» Set tasks:
A) List every distinct key used in the configuration dictionaries of the memory-aware processing text.
B) Extend the memory-aware processing text beyond its final line of code.

» Text shown:
┄┄┄┄┄┄

Memory-Aware Processing​

def memory_aware_processing(file_list, max_memory_gb=16):
"""Adjust processing based on available memory"""

available_memory = psutil.virtual_memory().available / (1024**3)

if available_memory < 8:
# Low memory mode
config = {
"batch_size": 25000,
"use_gpu": False,
"enable_streaming": True
}
elif available_memory < 32:
# Standard mode
config = {
"batch_size": 100000,
"use_gpu": True,
"gpu_memory_fraction": 0.6
}
else:
# High performance mode
config = {
"batch_size": 200000,
"use_gpu": True,
"gpu_memory_fraction": 0.8
}

processor = Processor(**config)
return processor.process_files(file_list)

Benchmarking and Profiling​

Performance Measurement​

import time
import cProfile

def benchmark_processing(file_path):
"""Benchmark processing performance"""

start_time = time.time()

processor = Processor(use_gpu=True)
result = processor.process_file(file_path)

end_time = time.time()

┄┄┄┄┄┄

Extracted data entries
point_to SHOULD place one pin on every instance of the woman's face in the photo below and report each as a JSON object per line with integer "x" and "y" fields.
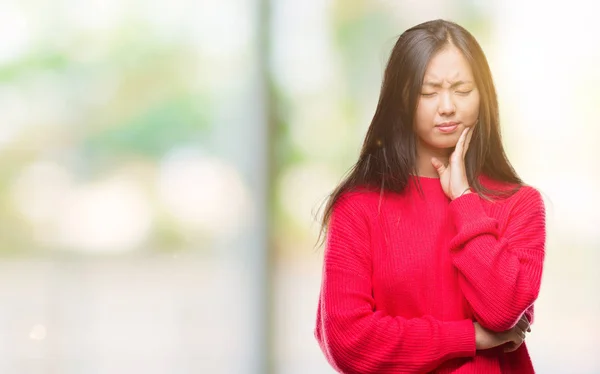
{"x": 449, "y": 100}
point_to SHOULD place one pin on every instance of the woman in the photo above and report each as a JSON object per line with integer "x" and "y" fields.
{"x": 434, "y": 246}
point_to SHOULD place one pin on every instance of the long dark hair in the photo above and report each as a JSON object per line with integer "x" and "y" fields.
{"x": 388, "y": 155}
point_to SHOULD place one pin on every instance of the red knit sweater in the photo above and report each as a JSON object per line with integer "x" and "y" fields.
{"x": 405, "y": 276}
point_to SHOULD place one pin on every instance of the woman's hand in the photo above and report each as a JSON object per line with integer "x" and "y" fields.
{"x": 486, "y": 339}
{"x": 524, "y": 327}
{"x": 453, "y": 176}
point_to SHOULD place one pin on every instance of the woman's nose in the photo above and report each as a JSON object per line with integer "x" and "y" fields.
{"x": 446, "y": 105}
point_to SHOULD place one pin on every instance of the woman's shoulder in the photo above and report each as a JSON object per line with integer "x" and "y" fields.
{"x": 359, "y": 196}
{"x": 515, "y": 193}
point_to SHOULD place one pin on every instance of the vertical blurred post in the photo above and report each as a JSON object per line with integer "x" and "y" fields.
{"x": 261, "y": 186}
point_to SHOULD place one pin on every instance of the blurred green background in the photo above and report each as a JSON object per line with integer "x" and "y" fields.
{"x": 162, "y": 165}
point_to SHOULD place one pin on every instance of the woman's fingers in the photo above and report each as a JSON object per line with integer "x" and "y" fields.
{"x": 460, "y": 145}
{"x": 467, "y": 141}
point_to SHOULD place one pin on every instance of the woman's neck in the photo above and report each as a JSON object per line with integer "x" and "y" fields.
{"x": 424, "y": 155}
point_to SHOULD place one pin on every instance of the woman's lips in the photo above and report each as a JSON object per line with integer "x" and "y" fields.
{"x": 447, "y": 127}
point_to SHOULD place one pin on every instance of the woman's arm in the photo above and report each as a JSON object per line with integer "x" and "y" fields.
{"x": 500, "y": 274}
{"x": 353, "y": 336}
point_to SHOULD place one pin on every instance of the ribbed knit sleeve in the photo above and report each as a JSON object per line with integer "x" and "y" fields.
{"x": 500, "y": 272}
{"x": 356, "y": 337}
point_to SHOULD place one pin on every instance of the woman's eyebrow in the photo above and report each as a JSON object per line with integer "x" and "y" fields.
{"x": 439, "y": 85}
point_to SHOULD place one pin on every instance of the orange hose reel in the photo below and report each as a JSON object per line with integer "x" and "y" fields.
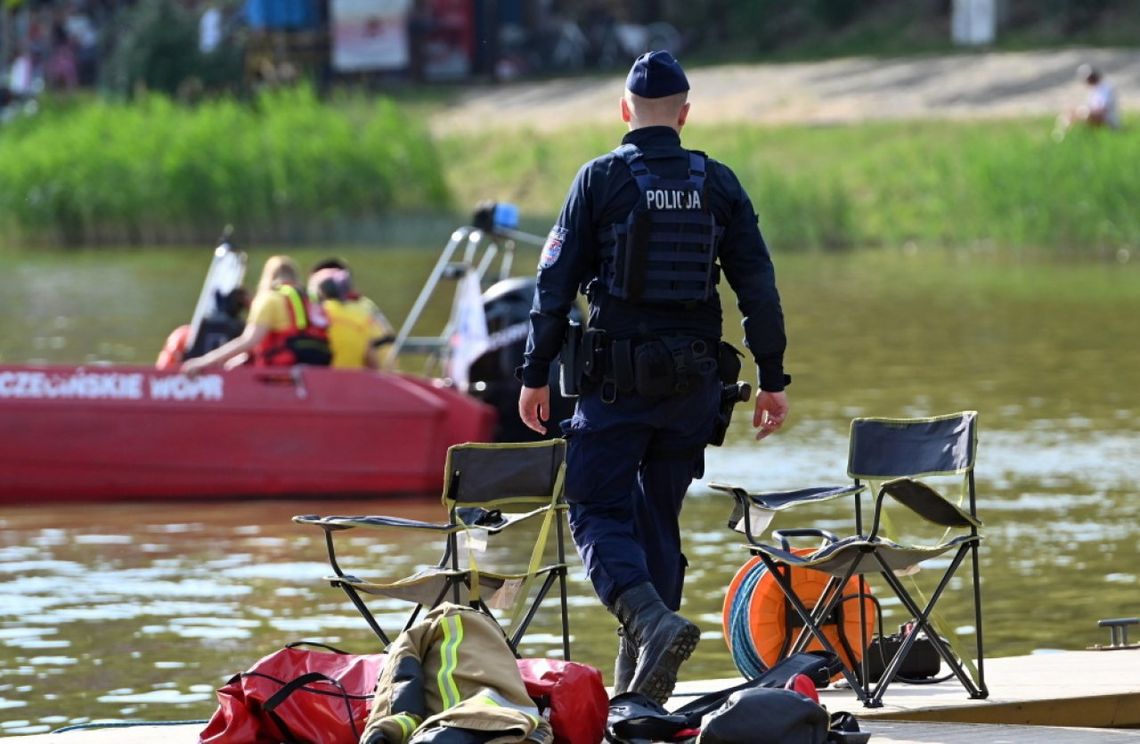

┄┄┄┄┄┄

» Answers to the exercises:
A) batch_size, use_gpu, enable_streaming, gpu_memory_fraction

B)
processing_time = end_time - start_time

points_per_second = len(result) / processing_time

print(f"Processing time: {processing_time:.2f}s")
print(f"Points per second: {points_per_second:,.0f}")

return result

Memory Profiling​

from memory_profiler import profile

@profile
def profile_memory_usage():
"""Profile memory usage during processing"""
processor = Processor()

# Load data
points = load_test_data()

# Process with profiling
result = processor.process(points)

return result

Performance Best Practices​

General Guidelines​

  1. Use GPU acceleration when available (10-15x speedup)
  2. Optimize batch sizes for your hardware
  3. Enable caching for repeated operations
  4. Use appropriate data types to save memory
  5. Monitor memory usage and implement fallbacks

Hardware-Specific Tips​

For CPU-Only Systems​

  • Use all available cores
  • Implement streaming for large files
  • Optimize I/O with SSD storage
  • Use memory-mapped files when possible

For GPU Systems​

  • Use mixed precision (FP16) when possible
  • Implement dynamic batch sizing
  • Clear GPU cache between large jobs
  • Monitor GPU temperature and throttling

For Memory-Constrained Systems​

  • Enable streaming processing
  • Use smaller batch sizes
  • Implement aggressive garbage collection
  • Use compressed file formats

Performance Monitoring​

System Monitoring​

def monitor_system_performance():
"""Monitor system performance during processing"""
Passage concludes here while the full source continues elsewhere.